Data listing:
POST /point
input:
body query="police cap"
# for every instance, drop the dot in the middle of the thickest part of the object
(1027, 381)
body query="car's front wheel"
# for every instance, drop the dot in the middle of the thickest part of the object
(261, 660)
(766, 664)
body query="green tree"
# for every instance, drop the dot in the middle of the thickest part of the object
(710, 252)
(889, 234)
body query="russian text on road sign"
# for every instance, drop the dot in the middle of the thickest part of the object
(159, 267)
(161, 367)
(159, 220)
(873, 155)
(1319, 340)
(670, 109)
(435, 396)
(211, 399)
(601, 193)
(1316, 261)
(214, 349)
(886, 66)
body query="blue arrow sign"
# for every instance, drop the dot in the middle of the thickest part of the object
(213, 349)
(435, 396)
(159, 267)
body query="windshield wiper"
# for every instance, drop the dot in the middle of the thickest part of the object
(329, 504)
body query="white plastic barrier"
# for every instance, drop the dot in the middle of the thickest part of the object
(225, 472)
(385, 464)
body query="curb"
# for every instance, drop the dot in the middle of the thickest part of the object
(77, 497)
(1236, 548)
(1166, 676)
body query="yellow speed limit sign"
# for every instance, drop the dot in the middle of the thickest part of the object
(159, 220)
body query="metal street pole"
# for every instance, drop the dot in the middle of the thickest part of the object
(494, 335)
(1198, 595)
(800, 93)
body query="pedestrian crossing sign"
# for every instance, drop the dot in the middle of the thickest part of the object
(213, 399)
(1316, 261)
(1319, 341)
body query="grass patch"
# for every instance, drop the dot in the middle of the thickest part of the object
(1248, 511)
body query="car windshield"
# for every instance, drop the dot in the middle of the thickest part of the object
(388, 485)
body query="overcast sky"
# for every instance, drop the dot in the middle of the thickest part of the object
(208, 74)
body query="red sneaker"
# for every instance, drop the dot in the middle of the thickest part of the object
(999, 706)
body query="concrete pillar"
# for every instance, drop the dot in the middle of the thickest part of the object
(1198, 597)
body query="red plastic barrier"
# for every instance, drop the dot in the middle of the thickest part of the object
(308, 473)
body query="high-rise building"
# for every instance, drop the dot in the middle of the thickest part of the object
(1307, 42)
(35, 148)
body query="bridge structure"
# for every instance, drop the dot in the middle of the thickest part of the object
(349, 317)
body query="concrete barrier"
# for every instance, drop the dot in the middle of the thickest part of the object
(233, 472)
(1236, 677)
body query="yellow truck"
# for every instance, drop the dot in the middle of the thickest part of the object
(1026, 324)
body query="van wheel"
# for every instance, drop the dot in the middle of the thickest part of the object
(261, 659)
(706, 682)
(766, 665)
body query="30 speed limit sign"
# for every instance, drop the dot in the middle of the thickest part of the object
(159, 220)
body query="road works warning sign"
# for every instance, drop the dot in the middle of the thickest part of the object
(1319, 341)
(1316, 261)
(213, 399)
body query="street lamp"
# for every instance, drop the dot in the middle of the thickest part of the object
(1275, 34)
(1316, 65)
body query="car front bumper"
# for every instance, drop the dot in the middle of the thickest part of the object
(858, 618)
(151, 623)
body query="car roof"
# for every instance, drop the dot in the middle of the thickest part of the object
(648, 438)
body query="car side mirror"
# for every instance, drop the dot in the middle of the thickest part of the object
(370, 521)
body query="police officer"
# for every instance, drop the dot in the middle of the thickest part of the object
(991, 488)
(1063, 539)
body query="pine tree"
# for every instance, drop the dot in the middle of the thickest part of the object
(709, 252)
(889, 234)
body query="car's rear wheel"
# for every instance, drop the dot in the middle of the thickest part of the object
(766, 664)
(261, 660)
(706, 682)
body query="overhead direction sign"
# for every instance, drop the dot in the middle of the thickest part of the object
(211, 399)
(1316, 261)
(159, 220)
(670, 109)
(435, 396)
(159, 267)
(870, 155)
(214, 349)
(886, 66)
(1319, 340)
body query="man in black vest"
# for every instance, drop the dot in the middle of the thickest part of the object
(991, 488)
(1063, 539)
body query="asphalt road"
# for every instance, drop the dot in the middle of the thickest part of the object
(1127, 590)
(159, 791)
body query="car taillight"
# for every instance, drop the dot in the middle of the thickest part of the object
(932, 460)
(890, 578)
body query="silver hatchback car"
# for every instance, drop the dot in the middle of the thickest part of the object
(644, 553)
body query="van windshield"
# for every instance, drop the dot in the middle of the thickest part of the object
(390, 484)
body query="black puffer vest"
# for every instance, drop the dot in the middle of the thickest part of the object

Your goal: Pick out every line in the listing above that contains the string "street", and copy each one in full.

Written solution:
body query="metal street pole"
body query="street lamp"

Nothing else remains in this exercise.